INSTRUCTIONS FOR THE TASK:
Retype, without alteration, each line from the line containing "For every instance of the open" to the final line of the records.

§ §

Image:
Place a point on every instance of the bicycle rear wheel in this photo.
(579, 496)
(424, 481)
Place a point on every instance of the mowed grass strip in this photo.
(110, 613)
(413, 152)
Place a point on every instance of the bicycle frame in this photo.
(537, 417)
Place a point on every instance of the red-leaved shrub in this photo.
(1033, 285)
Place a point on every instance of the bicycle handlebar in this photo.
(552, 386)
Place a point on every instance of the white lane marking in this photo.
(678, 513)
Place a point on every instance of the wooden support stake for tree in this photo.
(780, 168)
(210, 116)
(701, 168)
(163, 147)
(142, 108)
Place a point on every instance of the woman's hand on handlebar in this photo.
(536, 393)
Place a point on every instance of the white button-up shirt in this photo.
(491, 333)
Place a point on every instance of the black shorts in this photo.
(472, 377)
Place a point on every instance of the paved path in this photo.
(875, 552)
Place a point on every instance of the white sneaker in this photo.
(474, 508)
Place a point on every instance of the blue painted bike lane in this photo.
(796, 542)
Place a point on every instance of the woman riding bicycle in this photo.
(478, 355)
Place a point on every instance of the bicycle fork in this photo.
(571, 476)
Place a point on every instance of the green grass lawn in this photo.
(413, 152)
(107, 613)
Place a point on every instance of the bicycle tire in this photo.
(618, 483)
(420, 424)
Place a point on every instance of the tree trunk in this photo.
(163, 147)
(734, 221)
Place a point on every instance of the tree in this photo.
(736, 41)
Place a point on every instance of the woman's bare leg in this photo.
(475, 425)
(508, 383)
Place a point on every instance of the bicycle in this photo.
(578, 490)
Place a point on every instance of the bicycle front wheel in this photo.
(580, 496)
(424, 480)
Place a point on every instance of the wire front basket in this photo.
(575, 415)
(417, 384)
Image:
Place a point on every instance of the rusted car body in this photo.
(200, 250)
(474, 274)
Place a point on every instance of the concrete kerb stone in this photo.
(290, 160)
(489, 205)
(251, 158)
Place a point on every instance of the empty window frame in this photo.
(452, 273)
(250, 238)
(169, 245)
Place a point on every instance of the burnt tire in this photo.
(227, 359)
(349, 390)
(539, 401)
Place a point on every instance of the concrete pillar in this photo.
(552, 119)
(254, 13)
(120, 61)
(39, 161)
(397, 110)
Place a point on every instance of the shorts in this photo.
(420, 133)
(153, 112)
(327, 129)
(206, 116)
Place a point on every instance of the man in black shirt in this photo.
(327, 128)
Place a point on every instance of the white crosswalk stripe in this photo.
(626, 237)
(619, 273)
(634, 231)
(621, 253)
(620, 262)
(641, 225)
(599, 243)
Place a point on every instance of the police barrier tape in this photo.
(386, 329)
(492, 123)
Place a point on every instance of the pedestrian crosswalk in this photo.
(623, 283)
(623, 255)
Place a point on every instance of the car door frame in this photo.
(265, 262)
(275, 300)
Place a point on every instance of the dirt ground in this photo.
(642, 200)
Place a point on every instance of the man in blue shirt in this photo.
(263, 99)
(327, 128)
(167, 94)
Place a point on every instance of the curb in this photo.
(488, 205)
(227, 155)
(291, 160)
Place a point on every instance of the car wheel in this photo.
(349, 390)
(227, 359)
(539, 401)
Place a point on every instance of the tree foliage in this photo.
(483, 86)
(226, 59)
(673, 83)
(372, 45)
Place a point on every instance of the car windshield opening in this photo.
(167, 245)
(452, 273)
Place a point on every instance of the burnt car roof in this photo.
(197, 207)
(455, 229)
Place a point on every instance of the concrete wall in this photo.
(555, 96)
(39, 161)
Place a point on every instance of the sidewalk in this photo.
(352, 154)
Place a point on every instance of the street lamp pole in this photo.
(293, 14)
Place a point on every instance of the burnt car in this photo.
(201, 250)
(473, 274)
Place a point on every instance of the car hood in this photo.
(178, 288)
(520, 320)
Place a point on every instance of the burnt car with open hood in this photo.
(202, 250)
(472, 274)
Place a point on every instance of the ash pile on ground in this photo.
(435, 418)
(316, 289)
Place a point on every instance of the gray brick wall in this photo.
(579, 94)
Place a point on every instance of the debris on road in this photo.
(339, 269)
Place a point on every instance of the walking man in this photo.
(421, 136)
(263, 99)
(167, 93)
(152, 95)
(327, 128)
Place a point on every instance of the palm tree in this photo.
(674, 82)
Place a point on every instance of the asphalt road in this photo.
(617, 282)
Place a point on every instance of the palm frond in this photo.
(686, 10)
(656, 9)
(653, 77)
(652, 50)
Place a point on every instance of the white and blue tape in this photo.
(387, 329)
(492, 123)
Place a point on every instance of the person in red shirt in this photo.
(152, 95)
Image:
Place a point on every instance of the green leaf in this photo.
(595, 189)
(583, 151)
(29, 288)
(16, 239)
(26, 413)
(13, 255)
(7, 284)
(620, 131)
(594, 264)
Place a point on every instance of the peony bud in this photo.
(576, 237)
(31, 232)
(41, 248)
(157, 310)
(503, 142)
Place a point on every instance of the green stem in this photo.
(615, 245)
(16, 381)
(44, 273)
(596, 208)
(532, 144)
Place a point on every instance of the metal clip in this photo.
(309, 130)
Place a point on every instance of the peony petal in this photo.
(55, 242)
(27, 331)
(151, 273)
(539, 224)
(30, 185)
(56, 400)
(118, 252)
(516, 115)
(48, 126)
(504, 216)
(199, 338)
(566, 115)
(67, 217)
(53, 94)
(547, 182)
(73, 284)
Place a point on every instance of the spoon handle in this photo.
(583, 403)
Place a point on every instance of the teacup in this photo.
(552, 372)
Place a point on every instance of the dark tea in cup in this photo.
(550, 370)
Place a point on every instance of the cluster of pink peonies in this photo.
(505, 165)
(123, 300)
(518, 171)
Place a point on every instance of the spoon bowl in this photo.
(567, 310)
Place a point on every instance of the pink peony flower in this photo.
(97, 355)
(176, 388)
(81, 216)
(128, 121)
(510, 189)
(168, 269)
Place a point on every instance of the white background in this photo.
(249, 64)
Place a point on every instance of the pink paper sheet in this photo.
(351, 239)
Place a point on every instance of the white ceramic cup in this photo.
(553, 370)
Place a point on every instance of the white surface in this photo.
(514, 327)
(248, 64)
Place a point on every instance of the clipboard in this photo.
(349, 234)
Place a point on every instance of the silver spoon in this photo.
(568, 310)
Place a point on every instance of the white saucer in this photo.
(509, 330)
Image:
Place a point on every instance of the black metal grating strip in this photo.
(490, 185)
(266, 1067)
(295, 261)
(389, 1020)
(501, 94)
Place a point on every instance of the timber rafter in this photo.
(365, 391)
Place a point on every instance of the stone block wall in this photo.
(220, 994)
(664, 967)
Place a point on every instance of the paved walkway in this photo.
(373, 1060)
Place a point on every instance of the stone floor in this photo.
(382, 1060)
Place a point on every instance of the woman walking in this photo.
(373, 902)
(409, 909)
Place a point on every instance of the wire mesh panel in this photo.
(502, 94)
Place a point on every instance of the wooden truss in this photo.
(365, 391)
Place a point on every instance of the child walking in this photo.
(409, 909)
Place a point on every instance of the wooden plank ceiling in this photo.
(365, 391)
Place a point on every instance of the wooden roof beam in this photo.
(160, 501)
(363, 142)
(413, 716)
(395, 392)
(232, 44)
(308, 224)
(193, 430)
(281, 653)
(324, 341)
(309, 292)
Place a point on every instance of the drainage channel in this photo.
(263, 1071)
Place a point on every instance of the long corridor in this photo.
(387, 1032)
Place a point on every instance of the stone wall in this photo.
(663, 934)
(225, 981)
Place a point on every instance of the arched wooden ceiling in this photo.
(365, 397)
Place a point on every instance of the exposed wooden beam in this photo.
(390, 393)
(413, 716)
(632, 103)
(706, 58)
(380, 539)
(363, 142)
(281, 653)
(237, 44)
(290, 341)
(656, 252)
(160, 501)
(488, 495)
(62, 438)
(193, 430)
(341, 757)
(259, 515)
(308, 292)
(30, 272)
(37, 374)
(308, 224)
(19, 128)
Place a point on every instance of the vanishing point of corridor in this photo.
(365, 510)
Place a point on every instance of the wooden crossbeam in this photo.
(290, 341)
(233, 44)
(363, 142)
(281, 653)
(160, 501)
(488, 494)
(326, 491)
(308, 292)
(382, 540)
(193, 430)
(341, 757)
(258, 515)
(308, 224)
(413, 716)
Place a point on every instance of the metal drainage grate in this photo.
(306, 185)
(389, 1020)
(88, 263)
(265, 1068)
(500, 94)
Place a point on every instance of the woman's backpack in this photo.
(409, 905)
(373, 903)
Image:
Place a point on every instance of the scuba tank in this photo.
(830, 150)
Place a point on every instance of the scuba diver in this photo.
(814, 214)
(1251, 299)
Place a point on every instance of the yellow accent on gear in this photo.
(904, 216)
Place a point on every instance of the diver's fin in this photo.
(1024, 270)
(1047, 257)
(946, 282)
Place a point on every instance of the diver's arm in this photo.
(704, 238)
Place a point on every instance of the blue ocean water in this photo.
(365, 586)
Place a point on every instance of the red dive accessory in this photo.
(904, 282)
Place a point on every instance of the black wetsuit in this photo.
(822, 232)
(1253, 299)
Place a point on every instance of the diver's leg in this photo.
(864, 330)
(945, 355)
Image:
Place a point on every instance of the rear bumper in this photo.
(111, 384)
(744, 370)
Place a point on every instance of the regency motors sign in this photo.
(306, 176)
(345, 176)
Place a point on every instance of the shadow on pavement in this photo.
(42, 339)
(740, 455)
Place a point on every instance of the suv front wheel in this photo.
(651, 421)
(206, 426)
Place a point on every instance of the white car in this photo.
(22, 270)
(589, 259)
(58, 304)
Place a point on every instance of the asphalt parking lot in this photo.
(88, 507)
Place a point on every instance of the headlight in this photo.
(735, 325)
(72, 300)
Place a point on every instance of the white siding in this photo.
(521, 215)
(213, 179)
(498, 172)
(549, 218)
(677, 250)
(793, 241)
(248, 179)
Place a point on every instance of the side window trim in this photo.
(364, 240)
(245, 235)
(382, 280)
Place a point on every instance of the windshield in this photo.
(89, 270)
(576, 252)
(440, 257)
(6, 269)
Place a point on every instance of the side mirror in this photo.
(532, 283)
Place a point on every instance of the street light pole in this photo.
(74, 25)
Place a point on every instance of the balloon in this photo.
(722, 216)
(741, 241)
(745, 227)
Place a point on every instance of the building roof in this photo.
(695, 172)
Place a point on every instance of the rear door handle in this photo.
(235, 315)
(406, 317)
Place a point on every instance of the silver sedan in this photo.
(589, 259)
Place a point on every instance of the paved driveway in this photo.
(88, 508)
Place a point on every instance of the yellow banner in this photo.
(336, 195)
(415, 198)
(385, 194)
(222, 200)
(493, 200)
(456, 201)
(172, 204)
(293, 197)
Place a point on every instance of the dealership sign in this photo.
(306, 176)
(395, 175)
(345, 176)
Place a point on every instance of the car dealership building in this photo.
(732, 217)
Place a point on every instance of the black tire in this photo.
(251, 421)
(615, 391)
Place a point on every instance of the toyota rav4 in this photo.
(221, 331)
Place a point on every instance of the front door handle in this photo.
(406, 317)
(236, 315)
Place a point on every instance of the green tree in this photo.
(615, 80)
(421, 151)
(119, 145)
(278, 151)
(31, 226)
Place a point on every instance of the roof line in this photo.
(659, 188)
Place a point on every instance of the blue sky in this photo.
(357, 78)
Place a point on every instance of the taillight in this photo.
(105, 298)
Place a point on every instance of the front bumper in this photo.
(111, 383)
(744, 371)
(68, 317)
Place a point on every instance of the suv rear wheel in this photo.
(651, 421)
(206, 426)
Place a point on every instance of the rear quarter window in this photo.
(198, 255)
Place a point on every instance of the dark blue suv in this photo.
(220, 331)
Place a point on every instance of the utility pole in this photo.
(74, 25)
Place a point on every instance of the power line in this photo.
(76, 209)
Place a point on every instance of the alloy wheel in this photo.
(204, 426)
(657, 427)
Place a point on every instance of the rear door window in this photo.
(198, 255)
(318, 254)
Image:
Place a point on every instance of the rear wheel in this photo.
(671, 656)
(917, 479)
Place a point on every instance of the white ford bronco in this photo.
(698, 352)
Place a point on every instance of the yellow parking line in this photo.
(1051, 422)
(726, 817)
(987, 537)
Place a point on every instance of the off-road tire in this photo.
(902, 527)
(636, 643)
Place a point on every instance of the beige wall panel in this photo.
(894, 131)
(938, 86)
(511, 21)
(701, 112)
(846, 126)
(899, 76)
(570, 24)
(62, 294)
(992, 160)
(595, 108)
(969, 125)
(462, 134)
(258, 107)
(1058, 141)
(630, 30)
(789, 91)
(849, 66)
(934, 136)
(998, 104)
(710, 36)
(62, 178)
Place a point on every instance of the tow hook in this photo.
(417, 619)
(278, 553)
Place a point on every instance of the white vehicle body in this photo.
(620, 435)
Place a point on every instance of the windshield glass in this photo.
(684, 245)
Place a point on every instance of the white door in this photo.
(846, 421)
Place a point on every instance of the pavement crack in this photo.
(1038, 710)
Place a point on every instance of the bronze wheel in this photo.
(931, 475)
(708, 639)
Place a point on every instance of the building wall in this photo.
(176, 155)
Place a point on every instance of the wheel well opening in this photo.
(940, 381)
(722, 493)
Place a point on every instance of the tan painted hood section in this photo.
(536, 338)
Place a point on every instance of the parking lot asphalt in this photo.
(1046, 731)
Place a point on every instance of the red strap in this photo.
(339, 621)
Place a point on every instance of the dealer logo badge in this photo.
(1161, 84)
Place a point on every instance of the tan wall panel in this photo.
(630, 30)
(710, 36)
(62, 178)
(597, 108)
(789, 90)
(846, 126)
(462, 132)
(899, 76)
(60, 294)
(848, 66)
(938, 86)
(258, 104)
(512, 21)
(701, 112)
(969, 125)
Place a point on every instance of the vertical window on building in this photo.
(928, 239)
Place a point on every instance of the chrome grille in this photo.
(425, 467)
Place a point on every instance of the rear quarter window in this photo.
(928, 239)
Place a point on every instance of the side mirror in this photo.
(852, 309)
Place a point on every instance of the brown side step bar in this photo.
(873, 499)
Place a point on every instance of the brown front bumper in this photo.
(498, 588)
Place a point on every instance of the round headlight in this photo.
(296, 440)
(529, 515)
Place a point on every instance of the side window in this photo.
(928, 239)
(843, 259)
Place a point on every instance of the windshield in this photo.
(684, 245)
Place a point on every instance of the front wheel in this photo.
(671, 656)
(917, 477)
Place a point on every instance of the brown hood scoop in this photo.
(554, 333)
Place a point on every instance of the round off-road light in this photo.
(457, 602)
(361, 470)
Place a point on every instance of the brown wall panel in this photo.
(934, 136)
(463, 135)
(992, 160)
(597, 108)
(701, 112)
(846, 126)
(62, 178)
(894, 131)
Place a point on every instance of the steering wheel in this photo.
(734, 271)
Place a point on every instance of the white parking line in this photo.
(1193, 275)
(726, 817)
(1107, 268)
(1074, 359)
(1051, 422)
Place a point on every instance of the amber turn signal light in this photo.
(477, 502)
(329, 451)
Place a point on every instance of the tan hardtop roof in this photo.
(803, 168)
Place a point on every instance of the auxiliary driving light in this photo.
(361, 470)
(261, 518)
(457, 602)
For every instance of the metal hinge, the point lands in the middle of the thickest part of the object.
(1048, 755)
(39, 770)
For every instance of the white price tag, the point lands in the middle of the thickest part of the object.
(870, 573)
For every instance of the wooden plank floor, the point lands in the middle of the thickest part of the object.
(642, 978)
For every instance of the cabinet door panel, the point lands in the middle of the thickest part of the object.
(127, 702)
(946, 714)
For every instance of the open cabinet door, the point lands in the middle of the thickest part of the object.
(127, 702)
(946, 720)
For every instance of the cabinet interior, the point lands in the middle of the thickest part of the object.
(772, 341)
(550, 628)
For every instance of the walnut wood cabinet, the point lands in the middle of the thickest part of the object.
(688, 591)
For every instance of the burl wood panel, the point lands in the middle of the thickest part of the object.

§ §

YOUR RESPONSE:
For every instance of the open cabinet door, the point lands in the middle of the thickest part of the object.
(127, 702)
(946, 720)
For every instance of the cabinet interior, the point lands in the middle of the thickest part of the object.
(772, 341)
(550, 628)
For every instance of the walnut wood cabinet, the point lands in the middle of the thickest part of the object.
(688, 591)
For every instance of the burl wood panel, the point lands in the middle of the thickest part of the object.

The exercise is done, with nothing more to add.